◆ SELECTED EXCERPT
▼
At a Jan. 21 committee meeting, the fire chief urged a $250,000 feasibility study for the aging 1978 fire headquarters and outlined multi-year vehicle and ambulance replacements, citing long delivery times and a recent FEMA AFG grant that covered portable radio costs.

Speaker 2, identified in the meeting as the fire chief, told the Capital Planning Committee on Jan. 21 that the city had removed portable radios from this year’s capital list after securing an Assistance to Firefighters Grant (AFG) from FEMA that covers roughly 90% of the cost. "We did secure the AFG, FEMA assistance to firefighters grant award this year for that," Speaker 2 said.

The chief described three categories of facilities work and fleet needs. He proposed a standalone three-bay garage to replace a converted Cumberland Farms annex used for vehicle and equipment storage and gave a rough construction estimate of about $750,000. He also said the main fire headquarters, built in 1978, is ‘‘approaching 50 years old’’ and lacks adequate space, separate facilities for female staff, and modern decontamination capability.

To resolve those questions, the chief recommended a feasibility study to examine renovation, replacement, or the construction of a substation; he said consultations with chiefs in other Massachusetts towns suggested about $250,000 is a reasonable cost for a complete study. Speaker 2 said the study would evaluate whether to renovate the existing facility, build an addition, replace it entirely, or pursue a satellite station model.

On fleet replacement, the chief presented multiple vehicle requests and timeline estimates: a remount/rechassis option for Rescue 2 at an estimated $250,000 (about half the price of a new ambulance), new-ambulance pricing in the roughly $500,000 range, a front-line pumper costing on the order of $1,000,000, and a three-quarter-ton pickup with plow near $85,000. He cautioned that new apparatus have industry lead times of two to four years, so advance ordering or rechassis options affect operational availability.
▲
◆ DATA SUPPLIED
▼
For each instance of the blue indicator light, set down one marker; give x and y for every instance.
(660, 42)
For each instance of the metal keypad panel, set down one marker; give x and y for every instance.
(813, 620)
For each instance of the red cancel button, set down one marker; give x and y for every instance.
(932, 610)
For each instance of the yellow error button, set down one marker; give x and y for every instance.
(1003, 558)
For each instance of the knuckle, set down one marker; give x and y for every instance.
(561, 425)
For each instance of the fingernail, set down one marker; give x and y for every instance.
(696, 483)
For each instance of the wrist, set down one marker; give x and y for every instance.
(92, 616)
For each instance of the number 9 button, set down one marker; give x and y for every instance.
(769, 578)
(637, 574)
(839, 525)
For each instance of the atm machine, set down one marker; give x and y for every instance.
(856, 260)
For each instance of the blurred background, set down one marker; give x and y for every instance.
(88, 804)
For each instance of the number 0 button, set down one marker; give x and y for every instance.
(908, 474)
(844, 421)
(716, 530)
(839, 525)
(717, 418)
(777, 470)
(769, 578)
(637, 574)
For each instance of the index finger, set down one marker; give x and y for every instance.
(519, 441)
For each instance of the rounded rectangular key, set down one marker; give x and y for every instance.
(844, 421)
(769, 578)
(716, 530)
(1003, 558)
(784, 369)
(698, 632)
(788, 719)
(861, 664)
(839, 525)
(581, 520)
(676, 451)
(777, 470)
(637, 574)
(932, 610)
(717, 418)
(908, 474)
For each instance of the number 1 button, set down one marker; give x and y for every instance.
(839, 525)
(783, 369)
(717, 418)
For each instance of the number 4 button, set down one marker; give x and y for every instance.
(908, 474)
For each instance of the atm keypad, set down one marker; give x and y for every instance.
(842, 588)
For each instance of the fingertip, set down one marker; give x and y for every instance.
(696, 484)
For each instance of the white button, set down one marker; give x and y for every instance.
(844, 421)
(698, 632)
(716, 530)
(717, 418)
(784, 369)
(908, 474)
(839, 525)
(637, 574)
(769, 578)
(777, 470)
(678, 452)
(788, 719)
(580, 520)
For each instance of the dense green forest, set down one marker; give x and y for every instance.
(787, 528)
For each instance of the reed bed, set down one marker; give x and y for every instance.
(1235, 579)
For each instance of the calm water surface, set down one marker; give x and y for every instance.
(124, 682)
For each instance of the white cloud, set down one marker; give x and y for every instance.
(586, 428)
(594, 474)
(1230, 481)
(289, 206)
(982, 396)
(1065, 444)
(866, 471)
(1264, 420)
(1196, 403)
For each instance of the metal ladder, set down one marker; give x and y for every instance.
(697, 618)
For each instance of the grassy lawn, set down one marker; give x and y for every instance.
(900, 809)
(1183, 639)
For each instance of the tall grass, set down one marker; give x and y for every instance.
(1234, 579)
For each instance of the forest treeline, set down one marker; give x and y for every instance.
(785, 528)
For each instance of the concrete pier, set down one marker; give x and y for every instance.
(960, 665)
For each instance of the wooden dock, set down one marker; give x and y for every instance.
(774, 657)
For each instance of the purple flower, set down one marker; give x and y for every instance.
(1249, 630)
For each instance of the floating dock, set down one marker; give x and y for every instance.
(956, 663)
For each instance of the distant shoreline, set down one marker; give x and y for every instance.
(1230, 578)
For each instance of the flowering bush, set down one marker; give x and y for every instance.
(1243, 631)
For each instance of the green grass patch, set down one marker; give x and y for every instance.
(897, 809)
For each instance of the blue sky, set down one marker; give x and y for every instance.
▲
◆ EXERCISE INSTRUCTIONS
#1 From the meeting report, list each fleet item the chief attached a cost estimate to, along with that estimate.
#2 Transcribe the stretch of the meeting report from "The chief described" through "modern decontamination capability.".

◆ ANSWERS GIVEN
#1
- Remount/rechassis of Rescue 2: about $250,000
- New ambulance: roughly $500,000
- Front-line pumper: on the order of $1,000,000
- Three-quarter-ton pickup with plow: near $85,000

#2
The chief described three categories of facilities work and fleet needs. He proposed a standalone three-bay garage to replace a converted Cumberland Farms annex used for vehicle and equipment storage and gave a rough construction estimate of about $750,000. He also said the main fire headquarters, built in 1978, is ‘‘approaching 50 years old’’ and lacks adequate space, separate facilities for female staff, and modern decontamination capability.